Data shown:

☆ ☆ ☆ ☆

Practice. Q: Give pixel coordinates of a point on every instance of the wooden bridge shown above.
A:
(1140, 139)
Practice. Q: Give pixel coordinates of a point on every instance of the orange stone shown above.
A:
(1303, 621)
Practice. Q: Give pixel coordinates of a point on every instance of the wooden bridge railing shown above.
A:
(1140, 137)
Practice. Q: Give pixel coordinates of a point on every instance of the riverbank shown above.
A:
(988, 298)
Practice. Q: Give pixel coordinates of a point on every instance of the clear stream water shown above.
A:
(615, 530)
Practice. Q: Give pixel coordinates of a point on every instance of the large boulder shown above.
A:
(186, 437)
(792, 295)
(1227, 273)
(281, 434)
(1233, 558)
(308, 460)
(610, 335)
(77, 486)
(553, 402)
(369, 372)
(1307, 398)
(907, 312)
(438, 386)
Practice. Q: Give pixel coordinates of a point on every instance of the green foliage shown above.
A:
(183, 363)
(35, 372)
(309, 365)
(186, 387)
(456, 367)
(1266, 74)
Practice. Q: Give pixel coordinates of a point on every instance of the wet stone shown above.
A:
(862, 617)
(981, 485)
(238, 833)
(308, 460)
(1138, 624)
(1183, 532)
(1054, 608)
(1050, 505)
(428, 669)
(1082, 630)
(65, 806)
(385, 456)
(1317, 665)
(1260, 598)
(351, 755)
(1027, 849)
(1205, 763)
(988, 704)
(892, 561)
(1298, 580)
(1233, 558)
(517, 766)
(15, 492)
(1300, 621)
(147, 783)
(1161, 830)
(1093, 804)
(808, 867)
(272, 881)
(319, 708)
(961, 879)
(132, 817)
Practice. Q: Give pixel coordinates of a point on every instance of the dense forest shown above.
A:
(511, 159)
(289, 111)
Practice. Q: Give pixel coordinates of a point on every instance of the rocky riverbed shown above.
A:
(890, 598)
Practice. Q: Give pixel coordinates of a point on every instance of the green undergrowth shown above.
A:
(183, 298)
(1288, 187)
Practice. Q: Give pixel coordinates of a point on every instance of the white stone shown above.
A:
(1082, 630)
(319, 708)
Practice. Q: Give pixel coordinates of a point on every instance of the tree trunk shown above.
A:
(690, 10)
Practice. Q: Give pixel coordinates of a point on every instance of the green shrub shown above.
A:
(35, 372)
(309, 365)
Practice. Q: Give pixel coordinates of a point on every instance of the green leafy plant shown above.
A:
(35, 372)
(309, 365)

☆ ☆ ☆ ☆

What you are asked to do: In full and without error, give the listing again.

Exercise solution:
Practice. Q: Give pixel coordinates of a point on every instance of the wooden bridge shown above.
A:
(1140, 139)
Practice. Q: Give pixel coordinates of a point on every instance of the orange stone shown above.
A:
(1303, 621)
Practice. Q: Give pixel coordinates of a point on every instance of the wooden bridge railing shown above.
A:
(1140, 137)
Practice. Q: Give pixel coordinates of a point on every instance of the riverbank shown above.
A:
(988, 298)
Practice. Q: Give pixel coordinates of a point on every instance of the clear stream water shown above.
A:
(615, 530)
Practice. Q: Give pixel coordinates of a point on every instance of the large boulder shown above.
A:
(186, 437)
(792, 295)
(1227, 273)
(281, 434)
(1233, 558)
(308, 460)
(610, 335)
(77, 486)
(553, 402)
(369, 372)
(1307, 398)
(907, 312)
(438, 386)
Practice. Q: Give pixel coordinates of a point on every instance of the green foliage shown above.
A:
(183, 363)
(35, 372)
(309, 365)
(186, 387)
(456, 367)
(1266, 74)
Practice. Q: Give pixel coordinates of a point on every instance of the wet stone shown above.
A:
(862, 617)
(981, 485)
(238, 833)
(308, 460)
(1138, 624)
(1183, 532)
(1054, 608)
(1050, 505)
(428, 669)
(1082, 630)
(65, 806)
(385, 456)
(1317, 665)
(1260, 598)
(351, 755)
(1027, 849)
(1205, 763)
(988, 704)
(892, 561)
(1298, 580)
(1233, 558)
(517, 766)
(15, 492)
(1300, 621)
(147, 783)
(1161, 830)
(1093, 804)
(808, 867)
(272, 881)
(319, 708)
(961, 879)
(132, 817)
Practice. Q: Give pixel coordinates of a point on every instance of the dense forest shown above.
A:
(511, 159)
(289, 111)
Practice. Q: Give pixel coordinates of a point on every instance of the rocky riverbed shown above.
A:
(890, 598)
Practice. Q: Give pixel coordinates of a point on every instance of the green undergrowth shown above.
A:
(183, 298)
(1288, 187)
Practice. Q: Give pixel coordinates of a point on every instance of the white stone shown above.
A:
(1082, 630)
(319, 708)
Practice. Q: Give pixel coordinates of a point on every instance of the tree trunk shown above.
A:
(690, 10)
Practice. Q: Give pixel coordinates of a point on every instance of the green shrub shown above.
A:
(35, 372)
(309, 365)
Practice. Q: Give pixel coordinates of a point on every instance of the green leafy plant shown above.
A:
(35, 372)
(309, 365)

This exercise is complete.